WHAT YOU ARE ASKED TO DO:
Can you give back, word for word, the stretch of rows from the one containing "Note to the class: identify the overcast" through the one containing "Note to the class: identify the grass", with both of those rows included?

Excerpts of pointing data
begin

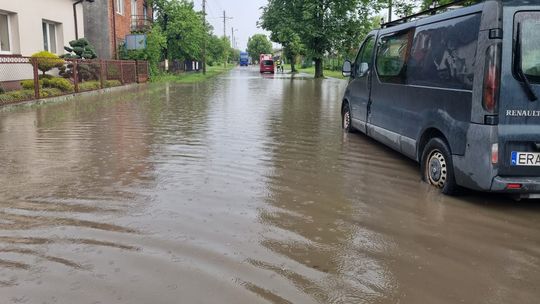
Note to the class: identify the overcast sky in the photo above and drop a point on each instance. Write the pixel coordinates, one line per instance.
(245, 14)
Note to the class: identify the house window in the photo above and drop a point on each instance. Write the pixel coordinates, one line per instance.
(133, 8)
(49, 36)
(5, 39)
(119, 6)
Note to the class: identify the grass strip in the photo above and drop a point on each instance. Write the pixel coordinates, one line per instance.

end
begin

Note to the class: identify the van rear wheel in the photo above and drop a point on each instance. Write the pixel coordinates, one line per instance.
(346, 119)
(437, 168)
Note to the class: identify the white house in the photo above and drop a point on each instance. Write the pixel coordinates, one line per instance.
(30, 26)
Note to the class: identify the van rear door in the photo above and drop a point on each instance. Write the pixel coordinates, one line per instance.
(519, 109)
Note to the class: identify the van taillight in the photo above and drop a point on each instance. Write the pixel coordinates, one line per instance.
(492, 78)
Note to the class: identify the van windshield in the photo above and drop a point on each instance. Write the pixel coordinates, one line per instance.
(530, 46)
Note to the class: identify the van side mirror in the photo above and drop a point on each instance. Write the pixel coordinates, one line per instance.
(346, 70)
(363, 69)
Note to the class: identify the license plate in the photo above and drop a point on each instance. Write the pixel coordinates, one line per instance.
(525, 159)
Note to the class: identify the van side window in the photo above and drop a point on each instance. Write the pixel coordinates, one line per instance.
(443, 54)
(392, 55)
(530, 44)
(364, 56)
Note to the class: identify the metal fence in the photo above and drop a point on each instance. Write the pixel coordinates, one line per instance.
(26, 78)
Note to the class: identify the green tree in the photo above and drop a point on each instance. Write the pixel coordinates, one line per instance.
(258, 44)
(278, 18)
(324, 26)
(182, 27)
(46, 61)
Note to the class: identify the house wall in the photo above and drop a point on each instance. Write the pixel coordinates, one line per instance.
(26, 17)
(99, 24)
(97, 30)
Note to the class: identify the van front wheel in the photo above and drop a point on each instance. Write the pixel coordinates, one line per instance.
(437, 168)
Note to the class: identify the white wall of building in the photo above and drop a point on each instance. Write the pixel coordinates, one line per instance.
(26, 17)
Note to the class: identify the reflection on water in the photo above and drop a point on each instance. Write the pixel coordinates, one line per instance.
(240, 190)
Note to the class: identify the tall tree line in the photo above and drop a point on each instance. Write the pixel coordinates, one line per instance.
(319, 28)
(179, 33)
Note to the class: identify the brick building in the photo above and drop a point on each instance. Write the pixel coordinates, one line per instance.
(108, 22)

end

WRITTEN SOLUTION:
Note to the class: identify the overcast sky in the photo above and drop a point on each instance. Write the pixel coordinates, one line per instance.
(245, 14)
Note to the class: identify the house window in the photo above and drop a point on each instance. Write the pixel coordinates, one line per instance.
(133, 8)
(49, 36)
(5, 39)
(119, 6)
Note to the class: identify the grass strip in the photo above and drop a point on each instance. Write the pixel coordinates, one line per instance.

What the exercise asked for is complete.